WRITTEN TASK: Repeat, without any change, the entries presented below.

RECORDS:
-------

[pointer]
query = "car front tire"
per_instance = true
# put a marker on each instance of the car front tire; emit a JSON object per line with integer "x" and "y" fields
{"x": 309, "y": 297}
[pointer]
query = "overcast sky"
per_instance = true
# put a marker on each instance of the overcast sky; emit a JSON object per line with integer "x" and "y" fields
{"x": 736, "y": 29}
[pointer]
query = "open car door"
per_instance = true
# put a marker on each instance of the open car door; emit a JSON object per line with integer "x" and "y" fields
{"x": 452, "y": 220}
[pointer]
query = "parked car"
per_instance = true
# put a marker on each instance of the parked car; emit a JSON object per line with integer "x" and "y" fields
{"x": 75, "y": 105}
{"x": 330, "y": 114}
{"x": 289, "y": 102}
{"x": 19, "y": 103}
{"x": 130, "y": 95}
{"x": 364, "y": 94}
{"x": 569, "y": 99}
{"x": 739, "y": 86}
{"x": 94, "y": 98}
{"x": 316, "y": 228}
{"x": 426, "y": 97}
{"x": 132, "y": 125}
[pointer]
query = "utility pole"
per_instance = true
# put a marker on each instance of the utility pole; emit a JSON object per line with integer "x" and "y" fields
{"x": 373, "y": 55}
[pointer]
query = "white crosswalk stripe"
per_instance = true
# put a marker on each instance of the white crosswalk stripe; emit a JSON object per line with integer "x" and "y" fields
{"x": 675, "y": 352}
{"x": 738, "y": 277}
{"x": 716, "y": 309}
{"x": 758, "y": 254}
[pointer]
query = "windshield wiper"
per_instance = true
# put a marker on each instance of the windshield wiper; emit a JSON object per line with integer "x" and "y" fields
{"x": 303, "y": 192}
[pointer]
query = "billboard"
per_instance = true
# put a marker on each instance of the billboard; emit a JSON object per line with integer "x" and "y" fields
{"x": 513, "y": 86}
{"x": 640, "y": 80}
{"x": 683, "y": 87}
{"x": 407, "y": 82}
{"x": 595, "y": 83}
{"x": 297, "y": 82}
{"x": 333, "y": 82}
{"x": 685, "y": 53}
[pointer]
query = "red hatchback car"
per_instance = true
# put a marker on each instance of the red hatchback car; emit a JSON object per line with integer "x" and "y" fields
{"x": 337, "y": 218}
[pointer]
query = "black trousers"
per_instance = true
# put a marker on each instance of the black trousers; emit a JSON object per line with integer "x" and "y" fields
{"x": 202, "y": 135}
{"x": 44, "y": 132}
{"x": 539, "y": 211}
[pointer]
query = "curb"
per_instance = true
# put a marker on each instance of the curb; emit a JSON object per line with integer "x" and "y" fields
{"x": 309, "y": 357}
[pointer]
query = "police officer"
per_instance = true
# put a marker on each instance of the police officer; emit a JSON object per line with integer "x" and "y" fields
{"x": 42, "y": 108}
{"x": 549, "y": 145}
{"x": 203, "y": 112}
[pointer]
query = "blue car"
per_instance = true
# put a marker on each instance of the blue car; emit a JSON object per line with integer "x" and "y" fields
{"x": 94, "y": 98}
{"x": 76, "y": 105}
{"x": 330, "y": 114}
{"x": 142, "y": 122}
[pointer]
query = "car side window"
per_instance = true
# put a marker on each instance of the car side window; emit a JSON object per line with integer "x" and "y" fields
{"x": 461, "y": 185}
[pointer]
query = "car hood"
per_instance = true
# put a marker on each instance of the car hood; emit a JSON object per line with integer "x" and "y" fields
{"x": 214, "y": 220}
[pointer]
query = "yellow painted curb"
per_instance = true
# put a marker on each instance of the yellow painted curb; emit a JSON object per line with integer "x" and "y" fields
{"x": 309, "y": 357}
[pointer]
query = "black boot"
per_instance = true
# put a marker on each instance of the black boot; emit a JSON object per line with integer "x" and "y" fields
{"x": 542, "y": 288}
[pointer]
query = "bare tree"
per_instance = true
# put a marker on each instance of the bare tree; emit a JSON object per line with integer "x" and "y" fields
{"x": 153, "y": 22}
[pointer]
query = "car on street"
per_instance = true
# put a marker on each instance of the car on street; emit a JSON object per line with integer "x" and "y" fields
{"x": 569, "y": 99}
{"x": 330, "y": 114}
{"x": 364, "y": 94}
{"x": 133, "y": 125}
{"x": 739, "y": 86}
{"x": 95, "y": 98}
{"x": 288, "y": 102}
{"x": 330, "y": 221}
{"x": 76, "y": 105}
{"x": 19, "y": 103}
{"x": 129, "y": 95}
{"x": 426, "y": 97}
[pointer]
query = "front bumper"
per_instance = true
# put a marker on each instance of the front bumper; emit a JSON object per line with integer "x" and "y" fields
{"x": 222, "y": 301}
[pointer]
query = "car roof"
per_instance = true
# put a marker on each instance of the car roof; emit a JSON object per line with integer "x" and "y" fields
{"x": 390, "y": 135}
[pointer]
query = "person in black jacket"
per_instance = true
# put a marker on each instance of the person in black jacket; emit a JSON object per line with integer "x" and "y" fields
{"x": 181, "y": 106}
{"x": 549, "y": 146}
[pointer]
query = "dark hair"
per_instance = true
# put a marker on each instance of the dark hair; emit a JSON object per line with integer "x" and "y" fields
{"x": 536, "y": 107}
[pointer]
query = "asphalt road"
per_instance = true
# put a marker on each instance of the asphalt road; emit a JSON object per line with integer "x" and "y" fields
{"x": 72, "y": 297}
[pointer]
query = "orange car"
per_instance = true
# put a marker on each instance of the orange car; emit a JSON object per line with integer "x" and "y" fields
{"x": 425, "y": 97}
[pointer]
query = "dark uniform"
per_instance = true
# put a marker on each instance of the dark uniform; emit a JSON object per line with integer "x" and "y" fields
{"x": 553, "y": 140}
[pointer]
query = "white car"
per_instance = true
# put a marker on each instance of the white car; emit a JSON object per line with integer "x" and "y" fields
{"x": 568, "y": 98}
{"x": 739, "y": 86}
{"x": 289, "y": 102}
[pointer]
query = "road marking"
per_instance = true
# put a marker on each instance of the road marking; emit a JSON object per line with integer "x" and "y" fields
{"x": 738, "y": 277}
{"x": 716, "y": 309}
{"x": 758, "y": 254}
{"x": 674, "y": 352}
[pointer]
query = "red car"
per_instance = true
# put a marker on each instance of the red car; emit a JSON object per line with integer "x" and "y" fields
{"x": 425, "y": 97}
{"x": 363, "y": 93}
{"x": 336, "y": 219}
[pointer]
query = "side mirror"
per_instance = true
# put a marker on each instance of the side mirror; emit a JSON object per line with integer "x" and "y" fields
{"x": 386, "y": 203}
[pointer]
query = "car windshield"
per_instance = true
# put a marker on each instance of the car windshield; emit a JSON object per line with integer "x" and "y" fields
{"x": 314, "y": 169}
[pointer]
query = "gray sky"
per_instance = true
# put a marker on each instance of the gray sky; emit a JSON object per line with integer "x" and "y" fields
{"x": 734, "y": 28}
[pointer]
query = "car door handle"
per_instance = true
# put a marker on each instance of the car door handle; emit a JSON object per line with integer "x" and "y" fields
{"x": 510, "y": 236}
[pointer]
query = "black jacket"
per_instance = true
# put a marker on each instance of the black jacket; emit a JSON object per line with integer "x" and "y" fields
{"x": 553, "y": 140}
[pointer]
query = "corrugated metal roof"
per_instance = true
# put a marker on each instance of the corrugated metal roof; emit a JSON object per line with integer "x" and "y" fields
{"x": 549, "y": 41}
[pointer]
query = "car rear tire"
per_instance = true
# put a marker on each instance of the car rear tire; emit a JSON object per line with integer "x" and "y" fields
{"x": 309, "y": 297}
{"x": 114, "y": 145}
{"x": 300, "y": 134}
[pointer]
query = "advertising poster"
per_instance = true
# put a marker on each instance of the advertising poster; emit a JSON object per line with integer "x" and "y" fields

-------

RESULT OF THIS TASK:
[pointer]
query = "car front tire"
per_instance = true
# put a marker on each instance of the car front tire; emit a JSON object per line with integer "x" and "y" fields
{"x": 309, "y": 297}
[pointer]
query = "overcast sky"
per_instance = true
# put a marker on each instance of the overcast sky; emit a JSON object per line with integer "x" and "y" fields
{"x": 736, "y": 29}
[pointer]
query = "open car door"
per_instance = true
# put a marker on each instance of the open car door; emit a JSON object per line with integer "x" and "y" fields
{"x": 452, "y": 220}
[pointer]
query = "parked car"
per_instance = true
# put a marker on each instance of the parked car; emit a JSON object per line with integer "x" and "y" fields
{"x": 75, "y": 105}
{"x": 330, "y": 114}
{"x": 289, "y": 102}
{"x": 19, "y": 103}
{"x": 130, "y": 95}
{"x": 364, "y": 94}
{"x": 569, "y": 99}
{"x": 739, "y": 86}
{"x": 94, "y": 98}
{"x": 316, "y": 228}
{"x": 426, "y": 97}
{"x": 132, "y": 125}
[pointer]
query = "utility pole"
per_instance = true
# put a marker on each instance of the utility pole; emit a JSON object per line with integer "x" and "y" fields
{"x": 373, "y": 55}
[pointer]
query = "white crosswalk stripe"
per_instance = true
# put a marker on each instance of the white crosswalk stripe; emit a JSON object per line with integer "x" and "y" fields
{"x": 675, "y": 352}
{"x": 738, "y": 277}
{"x": 716, "y": 309}
{"x": 758, "y": 254}
[pointer]
query = "windshield wiper"
per_instance = true
# put a marker on each instance of the windshield wiper; emit a JSON object per line with integer "x" and "y" fields
{"x": 303, "y": 192}
[pointer]
query = "billboard"
per_instance = true
# put a marker on each instance of the billboard; emit a JSON object per line with integer "x" and "y" fields
{"x": 513, "y": 86}
{"x": 640, "y": 80}
{"x": 683, "y": 87}
{"x": 407, "y": 82}
{"x": 595, "y": 83}
{"x": 297, "y": 82}
{"x": 333, "y": 82}
{"x": 685, "y": 53}
[pointer]
query = "red hatchback car"
per_instance = true
# put a marker on each instance of the red hatchback car; emit a JSON object per line with integer "x" and "y" fields
{"x": 337, "y": 218}
[pointer]
query = "black trousers"
per_instance = true
# put a marker on each instance of the black trousers; emit a JSON object per line with integer "x" and "y" fields
{"x": 202, "y": 135}
{"x": 44, "y": 132}
{"x": 539, "y": 211}
[pointer]
query = "curb"
per_instance = true
# put a marker on each instance of the curb; emit a JSON object per line with integer "x" and "y" fields
{"x": 309, "y": 357}
[pointer]
query = "police officer"
per_instance = true
# put a marker on each instance of the police officer; emit a JSON object per line with integer "x" and "y" fields
{"x": 42, "y": 108}
{"x": 549, "y": 145}
{"x": 203, "y": 112}
[pointer]
query = "blue car"
per_instance = true
# put a marker on each instance of the blue car; emit a JSON object per line with integer "x" and "y" fields
{"x": 94, "y": 98}
{"x": 76, "y": 105}
{"x": 330, "y": 114}
{"x": 142, "y": 122}
[pointer]
query = "car side window"
per_instance = true
# put a marker on each instance of the car side window; emit a JSON object per line with integer "x" and "y" fields
{"x": 461, "y": 185}
[pointer]
query = "car hood"
per_instance = true
# put a marker on each instance of the car hood; emit a JSON object per line with integer "x" and "y" fields
{"x": 214, "y": 220}
[pointer]
query = "yellow painted curb"
per_instance = true
# put a marker on each instance of the yellow painted curb; emit a JSON object per line with integer "x" and "y" fields
{"x": 309, "y": 357}
[pointer]
query = "black boot"
per_instance = true
# put a marker on each instance of the black boot; emit a JSON object per line with integer "x" and "y" fields
{"x": 542, "y": 288}
[pointer]
query = "bare tree"
per_instance = true
# put a marker on each instance of the bare tree; emit a JSON object per line with integer "x" and "y" fields
{"x": 153, "y": 22}
[pointer]
query = "car on street"
per_instance = true
# put a marker on each instance of the car on street; emit a JSON object per line with integer "x" and "y" fields
{"x": 569, "y": 99}
{"x": 330, "y": 114}
{"x": 364, "y": 94}
{"x": 133, "y": 125}
{"x": 739, "y": 86}
{"x": 95, "y": 98}
{"x": 288, "y": 102}
{"x": 330, "y": 221}
{"x": 76, "y": 105}
{"x": 19, "y": 103}
{"x": 129, "y": 95}
{"x": 426, "y": 97}
[pointer]
query = "front bumper"
per_instance = true
# put a marker on each instance of the front bumper; emit a JSON object per line with integer "x" and "y" fields
{"x": 222, "y": 301}
[pointer]
query = "car roof"
per_instance = true
# put a marker on each instance of the car roof; emit a JSON object per line with integer "x" and "y" fields
{"x": 390, "y": 135}
[pointer]
query = "person in black jacket"
per_instance = true
# put a marker on each instance of the person in black jacket; emit a JSON object per line with integer "x" and "y" fields
{"x": 181, "y": 106}
{"x": 549, "y": 146}
[pointer]
query = "dark hair"
per_instance = true
# put a marker on each instance of the dark hair; emit a JSON object per line with integer "x" and "y" fields
{"x": 536, "y": 107}
[pointer]
query = "asphalt road"
per_instance = true
# put a marker on each instance of the asphalt road; emit a JSON object per line with integer "x" and "y" fields
{"x": 72, "y": 297}
[pointer]
query = "orange car"
per_instance = true
# put a marker on each instance of the orange car; emit a JSON object per line with integer "x" and "y" fields
{"x": 425, "y": 97}
[pointer]
query = "dark uniform"
per_instance = true
# put a marker on each instance of the dark uniform; emit a JSON object per line with integer "x" and "y" fields
{"x": 553, "y": 140}
[pointer]
query = "white car"
per_instance = true
# put a marker on each instance of the white car; emit a JSON object per line with integer "x" and "y" fields
{"x": 568, "y": 98}
{"x": 739, "y": 86}
{"x": 289, "y": 102}
[pointer]
query = "road marking"
per_instance = true
# put a marker on each instance of the road marking; emit a JSON object per line with integer "x" and "y" fields
{"x": 738, "y": 277}
{"x": 716, "y": 309}
{"x": 758, "y": 254}
{"x": 674, "y": 352}
[pointer]
query = "red car"
per_instance = true
# put a marker on each instance of the red car; emit a JSON object per line with integer "x" and "y" fields
{"x": 425, "y": 97}
{"x": 363, "y": 93}
{"x": 336, "y": 219}
[pointer]
query = "side mirror"
per_instance = true
# put a marker on each instance of the side mirror; emit a JSON object per line with integer "x" and "y" fields
{"x": 386, "y": 203}
[pointer]
query = "car windshield"
per_instance = true
# put a marker on each instance of the car windshield; emit a JSON object per line with integer "x" and "y" fields
{"x": 314, "y": 169}
[pointer]
query = "gray sky"
per_instance = true
# put a marker on each instance of the gray sky; emit a JSON object per line with integer "x" and "y" fields
{"x": 734, "y": 28}
[pointer]
query = "car door handle"
per_instance = true
# put a marker on each instance of the car door handle; emit a JSON object per line with integer "x" and "y" fields
{"x": 510, "y": 236}
[pointer]
query = "black jacket"
per_instance = true
# put a marker on each instance of the black jacket; emit a JSON object per line with integer "x" and "y" fields
{"x": 553, "y": 140}
[pointer]
query = "corrugated metal roof"
per_instance = true
# put a marker on each instance of the corrugated metal roof; emit a JSON object per line with integer "x" and "y" fields
{"x": 549, "y": 41}
[pointer]
query = "car rear tire"
per_instance = true
# put a marker on each instance of the car rear tire; emit a JSON object per line with integer "x" and "y" fields
{"x": 309, "y": 297}
{"x": 114, "y": 145}
{"x": 300, "y": 134}
[pointer]
query = "advertising poster"
per_instance = true
# put a marker on each instance of the advertising poster; emit a JSON object per line with integer "x" and "y" fields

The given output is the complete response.